Recorded data
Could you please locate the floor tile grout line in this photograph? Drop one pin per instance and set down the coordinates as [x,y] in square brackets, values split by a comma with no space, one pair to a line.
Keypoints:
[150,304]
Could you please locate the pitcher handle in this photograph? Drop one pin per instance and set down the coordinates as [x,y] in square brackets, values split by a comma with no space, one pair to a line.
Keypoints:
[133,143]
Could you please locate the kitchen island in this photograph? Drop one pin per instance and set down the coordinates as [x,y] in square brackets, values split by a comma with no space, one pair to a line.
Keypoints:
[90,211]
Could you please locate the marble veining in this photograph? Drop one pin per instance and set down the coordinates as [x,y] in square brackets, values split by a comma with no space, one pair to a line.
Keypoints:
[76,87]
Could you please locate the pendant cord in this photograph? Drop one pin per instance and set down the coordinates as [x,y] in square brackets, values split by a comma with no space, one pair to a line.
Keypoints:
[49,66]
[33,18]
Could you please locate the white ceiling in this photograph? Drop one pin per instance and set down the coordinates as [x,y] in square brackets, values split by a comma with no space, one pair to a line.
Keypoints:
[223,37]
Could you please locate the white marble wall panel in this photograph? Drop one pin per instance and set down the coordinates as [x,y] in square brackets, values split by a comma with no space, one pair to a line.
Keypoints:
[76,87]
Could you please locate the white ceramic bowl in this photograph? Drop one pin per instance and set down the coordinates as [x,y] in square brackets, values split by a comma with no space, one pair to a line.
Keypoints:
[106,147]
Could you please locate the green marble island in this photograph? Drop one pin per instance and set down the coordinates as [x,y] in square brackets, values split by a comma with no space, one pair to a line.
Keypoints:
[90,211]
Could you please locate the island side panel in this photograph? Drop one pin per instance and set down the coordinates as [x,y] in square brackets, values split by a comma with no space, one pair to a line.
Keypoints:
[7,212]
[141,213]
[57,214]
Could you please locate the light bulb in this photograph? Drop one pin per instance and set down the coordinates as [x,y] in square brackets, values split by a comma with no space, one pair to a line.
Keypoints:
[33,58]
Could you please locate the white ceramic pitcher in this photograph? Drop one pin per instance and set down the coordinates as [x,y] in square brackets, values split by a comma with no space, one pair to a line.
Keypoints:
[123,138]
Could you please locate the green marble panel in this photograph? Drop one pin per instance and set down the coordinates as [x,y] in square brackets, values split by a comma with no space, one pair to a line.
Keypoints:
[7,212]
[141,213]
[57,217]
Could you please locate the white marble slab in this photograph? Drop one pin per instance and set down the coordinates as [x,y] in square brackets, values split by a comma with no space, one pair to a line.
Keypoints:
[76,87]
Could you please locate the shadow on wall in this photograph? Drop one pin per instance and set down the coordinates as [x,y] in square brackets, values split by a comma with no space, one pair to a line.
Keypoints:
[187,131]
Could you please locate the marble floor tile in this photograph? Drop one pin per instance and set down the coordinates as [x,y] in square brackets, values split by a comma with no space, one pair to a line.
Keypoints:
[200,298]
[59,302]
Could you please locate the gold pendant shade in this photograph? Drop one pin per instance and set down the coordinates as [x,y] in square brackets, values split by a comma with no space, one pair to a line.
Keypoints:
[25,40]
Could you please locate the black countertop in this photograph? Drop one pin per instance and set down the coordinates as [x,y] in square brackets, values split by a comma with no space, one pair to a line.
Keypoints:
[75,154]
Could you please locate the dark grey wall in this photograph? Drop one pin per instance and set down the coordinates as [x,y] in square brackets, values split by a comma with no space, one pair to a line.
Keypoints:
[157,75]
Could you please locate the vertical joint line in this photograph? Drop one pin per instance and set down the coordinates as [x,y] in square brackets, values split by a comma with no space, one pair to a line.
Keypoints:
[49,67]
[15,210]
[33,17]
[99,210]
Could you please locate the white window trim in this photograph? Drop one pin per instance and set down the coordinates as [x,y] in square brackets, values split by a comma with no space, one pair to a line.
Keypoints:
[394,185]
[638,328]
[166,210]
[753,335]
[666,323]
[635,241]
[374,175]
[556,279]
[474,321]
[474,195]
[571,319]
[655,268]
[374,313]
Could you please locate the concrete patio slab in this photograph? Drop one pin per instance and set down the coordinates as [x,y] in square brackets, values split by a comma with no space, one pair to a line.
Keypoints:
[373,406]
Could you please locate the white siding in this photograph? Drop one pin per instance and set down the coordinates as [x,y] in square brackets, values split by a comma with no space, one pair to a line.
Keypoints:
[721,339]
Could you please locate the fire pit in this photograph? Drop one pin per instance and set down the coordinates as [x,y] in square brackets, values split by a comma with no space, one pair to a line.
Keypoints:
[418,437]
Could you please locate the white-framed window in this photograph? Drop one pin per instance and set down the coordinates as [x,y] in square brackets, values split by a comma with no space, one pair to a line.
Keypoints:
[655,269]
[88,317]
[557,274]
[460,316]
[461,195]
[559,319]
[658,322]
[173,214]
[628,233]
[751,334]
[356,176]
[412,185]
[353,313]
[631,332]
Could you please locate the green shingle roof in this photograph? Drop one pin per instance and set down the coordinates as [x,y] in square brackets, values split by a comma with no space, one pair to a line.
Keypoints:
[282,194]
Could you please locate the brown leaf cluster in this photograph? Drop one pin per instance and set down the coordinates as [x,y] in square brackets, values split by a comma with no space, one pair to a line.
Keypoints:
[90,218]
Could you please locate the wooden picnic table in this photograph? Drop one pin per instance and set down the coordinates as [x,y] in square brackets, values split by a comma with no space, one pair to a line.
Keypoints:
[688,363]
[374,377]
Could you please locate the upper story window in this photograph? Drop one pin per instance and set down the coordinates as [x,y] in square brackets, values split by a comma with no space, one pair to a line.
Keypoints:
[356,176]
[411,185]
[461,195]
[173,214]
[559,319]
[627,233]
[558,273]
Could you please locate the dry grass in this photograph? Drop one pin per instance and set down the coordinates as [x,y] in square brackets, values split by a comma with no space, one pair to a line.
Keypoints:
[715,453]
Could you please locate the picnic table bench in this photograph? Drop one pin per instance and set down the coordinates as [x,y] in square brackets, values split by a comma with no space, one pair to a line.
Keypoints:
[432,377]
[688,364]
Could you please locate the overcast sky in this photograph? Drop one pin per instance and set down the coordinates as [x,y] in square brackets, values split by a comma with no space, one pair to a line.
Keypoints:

Description of the task
Retype all of the material above with every character intact.

Result
Could you please locate the floor tile grout line in this photograph? Drop one pin per instance and set down the coordinates as [x,y] in square brackets, values split by a comma with no space, one pair to a line.
Keypoints:
[150,304]
Could you please locate the pitcher handle in this photograph? Drop one pin per instance and set down the coordinates as [x,y] in square brackets, values split by a comma with no space, one pair to a line.
Keypoints:
[133,143]
Could you please locate the kitchen island in this photograph? Drop one pin per instance and set down the coordinates as [x,y] in square brackets, values split by a comma with no space, one pair to a line.
Keypoints:
[90,211]
Could you please locate the marble veining in this photograph? Drop one pin per instance and set down the coordinates as [x,y] in square brackets, values split by a comma with no space, one pair to a line.
Keypoints:
[76,87]
Could you please locate the pendant cord in this photograph? Drop one pin per instance and set down the coordinates as [x,y] in square brackets, values split by a comma with no space, one pair to a line.
Keypoints:
[49,66]
[33,18]
Could you please locate the white ceiling in this photograph? Drop one pin per instance and set down the coordinates as [x,y] in square brackets, values split by a comma with no space, one pair to a line.
Keypoints:
[223,37]
Could you please locate the white marble wall panel in this photograph? Drop one pin per instance and set down the coordinates as [x,y] in square brackets, values split by a comma with no space, one pair to a line.
Keypoints:
[76,87]
Could you please locate the white ceramic bowl in this photograph? Drop one pin per instance and set down the coordinates as [x,y] in square brackets, values split by a comma with no space, one pair to a line.
Keypoints:
[106,147]
Could you please locate the green marble island in this photograph? Drop one pin per instance and set down the coordinates as [x,y] in square brackets, values split by a comma with no space, one pair to a line.
Keypoints:
[90,211]
Could you please locate the island side panel in this photograph? Drop one pin per instance and set down the coordinates as [x,y] in square brackets, values split by a comma with no space, one pair to a line.
Keypoints:
[7,212]
[141,213]
[57,214]
Could you please locate the light bulb in this photograph? Drop one pin per instance and set down the coordinates as [x,y] in square brackets, values split by a comma with no space, one pair to a line.
Keypoints:
[33,58]
Could you please locate the white ceramic pitcher in this photograph? Drop one pin per instance and set down the coordinates as [x,y] in square brackets, values split by a comma with no space, one pair to a line.
Keypoints:
[123,138]
Could you please locate the green marble panel in this photograph? Drop one pin per instance and set down the coordinates as [x,y] in square brackets, values split by a comma with no space, one pair to a line.
Keypoints:
[7,212]
[141,213]
[57,217]
Could you please locate the white marble slab in this photograph? Drop one pin per instance and set down the coordinates as [x,y] in square brackets, values split by a comma with no space, one pair to a line.
Keypoints:
[76,87]
Could you please locate the shadow on wall in this photograph? Drop one pin per instance and set down the coordinates as [x,y] in square brackets, values split by a comma with no space, one pair to a line.
Keypoints:
[187,131]
Could you please locate the marble floor tile in this photograph? Drop one pin per instance and set down the coordinates as [x,y] in square brackets, values split by a comma with no space, one pair to a line.
Keypoints:
[200,298]
[59,302]
Could you please locate the gold pendant shade in this photograph? Drop one pin per instance and set down the coordinates as [x,y] in square brackets, values split by a comma with no space, one pair to a line.
Keypoints:
[25,40]
Could you please locate the black countertop in this photograph? Drop one pin per instance and set down the coordinates as [x,y] in square brackets, values split by a comma with no space, one pair to a line.
Keypoints:
[75,154]
Could you please locate the dark grey wall in this photograph? Drop one pin per instance and set down the coordinates as [x,y] in square brackets, values split by a comma with no space, one pair to a line.
Keypoints:
[157,75]
Could you please locate the vertical joint line in this photograph? Drop one pin per instance and set down the coordinates as [x,y] in square brackets, values split by a comma with no space, one pair to a line.
Keypoints:
[49,67]
[15,210]
[33,17]
[99,210]
Could you please locate the white window trim in this photograph? Drop one pin per instance and set down the coordinates as [x,y] in square brackets, values split by a comma with no space, one pair to a line.
Keypoints:
[394,185]
[638,328]
[166,210]
[753,335]
[666,323]
[635,241]
[374,175]
[556,279]
[474,321]
[474,195]
[571,319]
[655,268]
[374,313]
Could you please locate the concrete patio slab in this photograph? Drop one pin per instance and set down the coordinates as [x,y] in square brackets, values split by a comma with no space, one pair to a line.
Keypoints:
[373,406]
Could you please locate the white siding in this photograph? Drop one pin per instance and set down the coordinates as [x,y] in square brackets, values split by a comma with no space, one pair to a line.
Keypoints:
[721,339]
Could you please locate the fire pit in this photograph? Drop one pin per instance and set down the coordinates as [x,y] in square brackets, values split by a comma with no space, one pair to a line.
Keypoints:
[418,437]
Could you please locate the white-framed window in this photograph? Drop one pin per instance and set down the coordinates as [x,y] in square brackets, values split by a comma with no space, one pair to a line.
Keypoints:
[655,269]
[88,317]
[557,274]
[460,316]
[461,195]
[559,319]
[658,322]
[173,214]
[628,233]
[751,334]
[356,176]
[412,185]
[353,313]
[631,332]
Could you please locate the green shingle roof in this photograph? Drop one pin per instance and set down the coordinates as [x,y] in square brackets, values split by a comma with no space, one pair to a line.
Keypoints:
[282,194]
Could you please locate the brown leaf cluster in this photograph? Drop one pin per instance and set down the coordinates as [x,y] in square brackets, values split by a comma with no space, one pair to a line.
Keypoints:
[90,218]
Could you please locate the wooden picnic table in this photograph? Drop one pin per instance and set down the coordinates as [x,y] in square brackets, values split by a comma with no space, one pair to a line.
Keypoints:
[688,363]
[374,377]
Could you please locate the upper story window in this photograph? Drop one pin per instance and set down the coordinates as [x,y] in square brackets, values split by a comma with no space, one pair to a line.
Keypoints:
[356,176]
[411,185]
[461,195]
[173,214]
[559,319]
[627,233]
[558,273]
Could you please locate the dry grass in this photograph? Drop one pin per instance and set down the coordinates as [x,y] in square brackets, values split by a comma with no space, one pair to a line.
Keypoints:
[715,453]
Could you please locate the picnic table bench in this photograph? Drop one pin per instance and set down the coordinates as [x,y] in square brackets, values split by a comma with no space, one pair to a line.
Keypoints:
[432,377]
[688,364]
Could you please locate the overcast sky in this photograph? Drop one pin per instance and set down the coordinates as [x,y] in square brackets, values split by a comma with no space, one pair to a line.
Keypoints:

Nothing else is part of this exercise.